» Passage to read:
* * *

I am… pretty sure I know the master plan of The Puma? We’ll see. We open on Spidey reading The Bugle, wherein JJJ has credited “an unidentified passerby” with his rescue rather than telling the world it was Spider-Man. His time as Chameleon’s prisoner also gave him a lot of info about the gang war that abruptly ended last post. But a hit on his Spider Sense makes our hero abandon his paper to follow a car, which turns out to have Thomas Fireheart, aka The Puma, in it. And he’s just going to his corporate headquarters in NY, doing nothing wrong, because whether it’s ‘71 or ‘89, Gerry Conway just does not care how the Spider Sense works. Meanwhile, at Hammerhead’s mansion, he’s smashing up his furniture while The Chameleon makes fun of him for it because he’s mad that they didn’t get Kingpin.
Vermicelli says no one’s seen the boss, and “The Arranger” (Chameleon, obviously) tells him to keep looking and report back. Hammerhead had no idea this was The Chameleon’s new con. Dimitri says now that he can impersonate Arranger, he doesn’t need JJJ anymore. Did he in the first place? Was The Bugle really that useful in plotting against Kingpin? He probably could’ve learned more by spending an hour in the Kingpin’s building as one of his goons than he did holding JJJ captive for weeks. /shrug I dunno. Speaking of Jonah, he’s furiously bellowing for Nick Katzenberg at The Bugle. Or is he?

* * *

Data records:

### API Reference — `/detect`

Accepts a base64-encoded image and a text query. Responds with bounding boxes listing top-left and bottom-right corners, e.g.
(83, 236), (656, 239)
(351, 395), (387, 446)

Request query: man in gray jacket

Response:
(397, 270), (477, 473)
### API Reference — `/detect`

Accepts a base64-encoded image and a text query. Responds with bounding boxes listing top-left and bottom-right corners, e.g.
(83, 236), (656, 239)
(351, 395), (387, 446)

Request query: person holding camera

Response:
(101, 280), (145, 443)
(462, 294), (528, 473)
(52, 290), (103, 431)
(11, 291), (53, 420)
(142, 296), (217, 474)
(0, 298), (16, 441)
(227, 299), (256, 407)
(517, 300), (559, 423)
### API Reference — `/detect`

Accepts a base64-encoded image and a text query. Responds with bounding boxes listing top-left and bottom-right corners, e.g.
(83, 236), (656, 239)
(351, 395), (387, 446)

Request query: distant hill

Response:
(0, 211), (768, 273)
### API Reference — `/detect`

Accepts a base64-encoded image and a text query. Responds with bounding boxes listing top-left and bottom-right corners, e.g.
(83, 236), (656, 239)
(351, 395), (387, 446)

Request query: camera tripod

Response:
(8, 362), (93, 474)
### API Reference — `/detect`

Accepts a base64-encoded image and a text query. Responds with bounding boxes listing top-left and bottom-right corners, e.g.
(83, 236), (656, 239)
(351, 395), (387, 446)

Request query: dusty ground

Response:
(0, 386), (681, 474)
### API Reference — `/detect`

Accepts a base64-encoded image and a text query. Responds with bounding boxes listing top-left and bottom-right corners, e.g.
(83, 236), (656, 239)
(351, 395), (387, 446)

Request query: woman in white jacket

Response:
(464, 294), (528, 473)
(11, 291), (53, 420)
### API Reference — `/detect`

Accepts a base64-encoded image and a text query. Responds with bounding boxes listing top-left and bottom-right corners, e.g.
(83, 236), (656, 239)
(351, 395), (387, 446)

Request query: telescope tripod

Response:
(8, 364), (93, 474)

* * *

» The task: According to the comic recap, who is riding in the car that Spider-Man follows after his Spider Sense goes off? Answer from the comic recap alone.

» Solution below: Thomas Fireheart, also known as The Puma.